** Start of Excerpt provided **

In addition, recent studies have started to further analyze knowledge after extracting and classifying knowledge in order to obtain a comprehensive understanding of students’ knowledge construction and advancement (Blooma et al., 2013; Lin et al., 2013; Zhang et al., 2019). These studies focused on a single analytical perspective to analyze knowledge features, including the frequency of certain knowledge types and knowledge structures. For example, Blooma et al. (2013) counted the types of knowledge to capture knowledge characteristics in the CKC process. Results found that “procedural knowledge” was the most prominent knowledge while “meta-cognitive knowledge” was lacking. Zhang et al. (2019) used epistemic network analysis, a learning analytics method, to compare the epistemic network characteristics of teachers’ knowledge in different groups. Results found that the teachers with higher scores had a richer, more organized, and more flexible knowledge structure than teachers with lower scores. Although they made valuable attempts to analyze students’ knowledge, they often fall short of providing a deep insight into the complexity and dynamics of knowledge construction and development. On the one hand, knowledge has a hierarchical structure and organizational form, which requires a systematic method for classification, integration, and analysis (Daft & Lewin, 1993). On the other hand, knowledge is a dynamic concept constantly develops and evolves over time during students’ learning process (Nonaka et al., 2000). Due to the complexity and dynamics of knowledge, merely focusing on one analytical perspective may cause inconclusive and incomprehensible results. An integrated approach enables researchers to gain a comprehensive understanding of complex phenomena, avoid inconclusive or incomplete results, and leverage multiple perspectives to develop effective solutions (Kelley & Knowles, 2016; Sun et al., 2021). Considering the complex and dynamic characteristics of collaborative knowledge construction, it is necessary to use an integrated approach to analyze and understand students’ knowledge characteristics and evolutions.

** End of Excerpt provided **
** Start of Extracted material **

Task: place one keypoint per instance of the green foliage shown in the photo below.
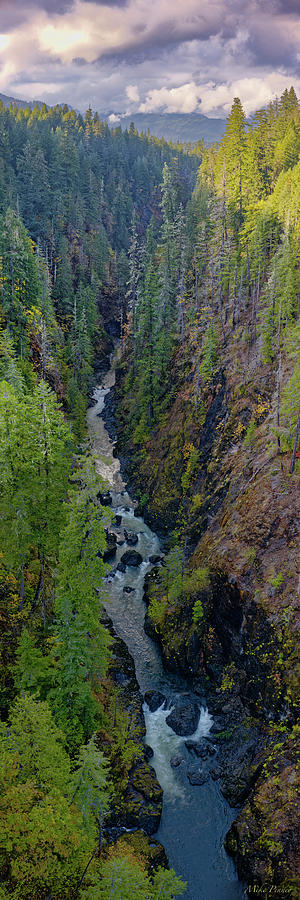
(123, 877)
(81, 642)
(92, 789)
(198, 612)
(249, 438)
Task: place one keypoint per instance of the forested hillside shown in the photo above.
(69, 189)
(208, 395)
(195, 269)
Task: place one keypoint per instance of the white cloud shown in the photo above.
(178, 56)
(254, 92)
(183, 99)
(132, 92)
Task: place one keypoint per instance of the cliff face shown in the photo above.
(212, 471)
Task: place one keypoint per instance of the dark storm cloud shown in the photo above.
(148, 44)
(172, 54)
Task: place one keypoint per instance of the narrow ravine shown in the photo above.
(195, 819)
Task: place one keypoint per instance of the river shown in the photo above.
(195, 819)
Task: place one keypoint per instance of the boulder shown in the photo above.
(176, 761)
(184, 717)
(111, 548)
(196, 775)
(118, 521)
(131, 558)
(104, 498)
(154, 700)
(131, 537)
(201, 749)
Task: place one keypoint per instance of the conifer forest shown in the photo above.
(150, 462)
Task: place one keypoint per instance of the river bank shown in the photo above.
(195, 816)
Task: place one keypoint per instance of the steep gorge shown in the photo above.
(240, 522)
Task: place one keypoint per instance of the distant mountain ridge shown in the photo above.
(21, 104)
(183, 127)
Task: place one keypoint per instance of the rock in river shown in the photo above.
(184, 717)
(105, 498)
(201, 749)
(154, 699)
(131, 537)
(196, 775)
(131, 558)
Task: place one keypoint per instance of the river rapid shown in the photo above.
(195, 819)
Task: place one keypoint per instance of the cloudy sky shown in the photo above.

** End of Extracted material **

**Written problem**
Copy out the whole passage on analyzing students' knowledge in collaborative knowledge construction, word for word. This listing was taken from a different source.

**In response**
In addition, recent studies have started to further analyze knowledge after extracting and classifying knowledge in order to obtain a comprehensive understanding of students’ knowledge construction and advancement (Blooma et al., 2013; Lin et al., 2013; Zhang et al., 2019). These studies focused on a single analytical perspective to analyze knowledge features, including the frequency of certain knowledge types and knowledge structures. For example, Blooma et al. (2013) counted the types of knowledge to capture knowledge characteristics in the CKC process. Results found that “procedural knowledge” was the most prominent knowledge while “meta-cognitive knowledge” was lacking. Zhang et al. (2019) used epistemic network analysis, a learning analytics method, to compare the epistemic network characteristics of teachers’ knowledge in different groups. Results found that the teachers with higher scores had a richer, more organized, and more flexible knowledge structure than teachers with lower scores. Although they made valuable attempts to analyze students’ knowledge, they often fall short of providing a deep insight into the complexity and dynamics of knowledge construction and development. On the one hand, knowledge has a hierarchical structure and organizational form, which requires a systematic method for classification, integration, and analysis (Daft & Lewin, 1993). On the other hand, knowledge is a dynamic concept constantly develops and evolves over time during students’ learning process (Nonaka et al., 2000). Due to the complexity and dynamics of knowledge, merely focusing on one analytical perspective may cause inconclusive and incomprehensible results. An integrated approach enables researchers to gain a comprehensive understanding of complex phenomena, avoid inconclusive or incomplete results, and leverage multiple perspectives to develop effective solutions (Kelley & Knowles, 2016; Sun et al., 2021). Considering the complex and dynamic characteristics of collaborative knowledge construction, it is necessary to use an integrated approach to analyze and understand students’ knowledge characteristics and evolutions.